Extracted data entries
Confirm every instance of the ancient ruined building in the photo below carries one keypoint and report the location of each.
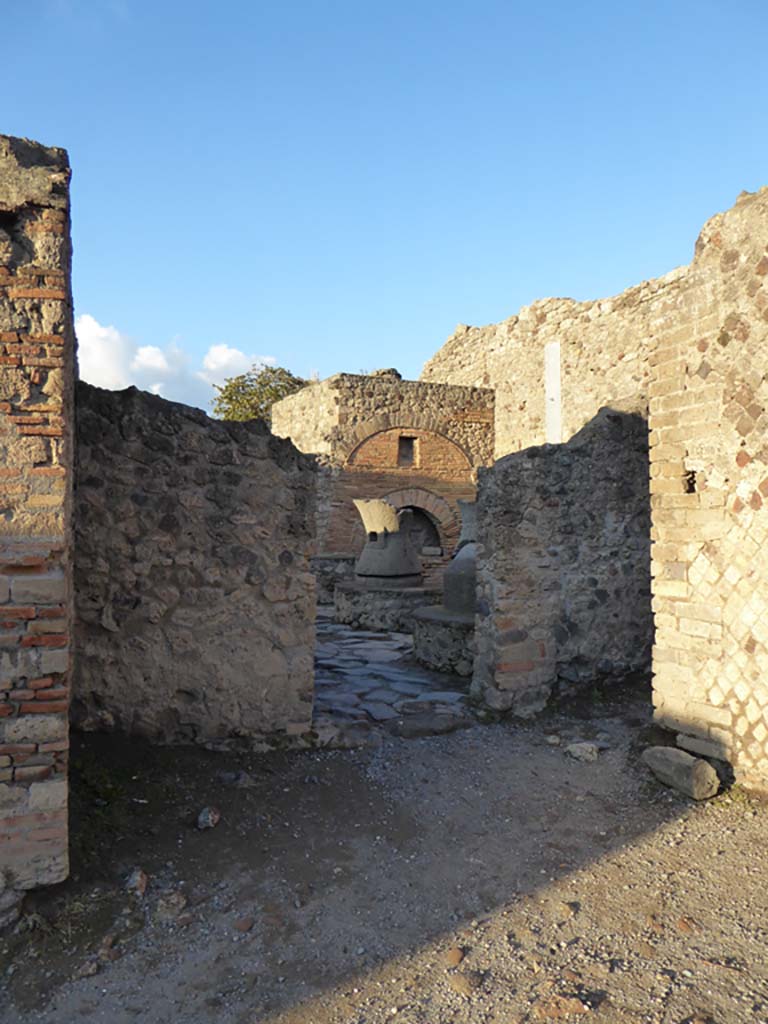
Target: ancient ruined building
(417, 445)
(174, 596)
(563, 574)
(627, 511)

Work to complete
Convert every line of all the records above into a JSON list of strings, one string per line, skipping blank lines. Leave the pictures out of the list.

Result
[
  "Confirm every instance of the ancient ruined building in the photo below carries one keypoint and report the location of each.",
  "Target: ancient ruined building",
  "(417, 445)",
  "(174, 596)",
  "(563, 574)",
  "(627, 511)"
]